Records supplied:
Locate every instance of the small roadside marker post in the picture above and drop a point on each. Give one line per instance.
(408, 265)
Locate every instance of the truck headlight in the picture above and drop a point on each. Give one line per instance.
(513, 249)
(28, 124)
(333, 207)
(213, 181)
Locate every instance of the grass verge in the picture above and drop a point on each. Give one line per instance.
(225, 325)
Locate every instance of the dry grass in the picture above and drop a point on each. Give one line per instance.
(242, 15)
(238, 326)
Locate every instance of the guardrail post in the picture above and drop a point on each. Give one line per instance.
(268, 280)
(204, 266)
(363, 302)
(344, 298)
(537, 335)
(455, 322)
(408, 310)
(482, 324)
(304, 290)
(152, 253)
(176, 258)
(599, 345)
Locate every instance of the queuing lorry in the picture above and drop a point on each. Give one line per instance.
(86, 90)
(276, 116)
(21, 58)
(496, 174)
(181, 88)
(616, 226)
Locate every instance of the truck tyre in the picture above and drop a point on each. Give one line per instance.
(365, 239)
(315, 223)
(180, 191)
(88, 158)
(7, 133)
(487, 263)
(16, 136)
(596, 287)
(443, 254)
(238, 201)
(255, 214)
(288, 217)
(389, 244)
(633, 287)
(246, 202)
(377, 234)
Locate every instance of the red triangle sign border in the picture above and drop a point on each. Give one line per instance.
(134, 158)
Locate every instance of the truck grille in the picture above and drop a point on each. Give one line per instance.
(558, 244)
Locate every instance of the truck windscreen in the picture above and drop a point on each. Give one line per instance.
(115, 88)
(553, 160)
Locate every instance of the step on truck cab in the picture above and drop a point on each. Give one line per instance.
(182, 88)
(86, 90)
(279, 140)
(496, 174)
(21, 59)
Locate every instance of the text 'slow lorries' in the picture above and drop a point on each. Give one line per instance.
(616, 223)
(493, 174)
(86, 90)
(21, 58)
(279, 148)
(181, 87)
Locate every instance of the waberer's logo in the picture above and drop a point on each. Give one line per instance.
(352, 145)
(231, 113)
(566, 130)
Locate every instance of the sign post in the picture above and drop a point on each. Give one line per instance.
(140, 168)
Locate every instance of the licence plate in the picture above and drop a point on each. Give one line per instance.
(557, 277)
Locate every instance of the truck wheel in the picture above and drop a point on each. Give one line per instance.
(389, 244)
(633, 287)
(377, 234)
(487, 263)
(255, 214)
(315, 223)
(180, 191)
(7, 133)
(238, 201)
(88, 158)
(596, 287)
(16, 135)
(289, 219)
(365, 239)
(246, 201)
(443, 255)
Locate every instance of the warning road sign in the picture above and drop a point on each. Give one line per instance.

Problem to work on:
Only the line that contains "Locate every instance of the waberer's" and the lines after it, through the end of the data above, are to be repeated exactly.

Reply:
Locate every instance of the waberer's logo in the picture above and drop a point on each. Give one line per instance.
(352, 145)
(231, 113)
(566, 130)
Locate every instance of the sign post in the picture above and drop a point on each. Give one line per instance.
(140, 168)
Locate every instance of the licence plate in the picture above and drop a point on each. Give one line per instance.
(557, 277)
Locate every instance of the truck wheel in the picture above and drop a point on each. Give one line per instance.
(389, 244)
(633, 287)
(377, 234)
(487, 263)
(255, 214)
(315, 223)
(180, 191)
(7, 133)
(238, 201)
(88, 158)
(596, 287)
(16, 135)
(289, 219)
(365, 239)
(246, 201)
(443, 255)
Locate every instance of the warning road sign in the picture above and drop a point on each. Give one line per instance.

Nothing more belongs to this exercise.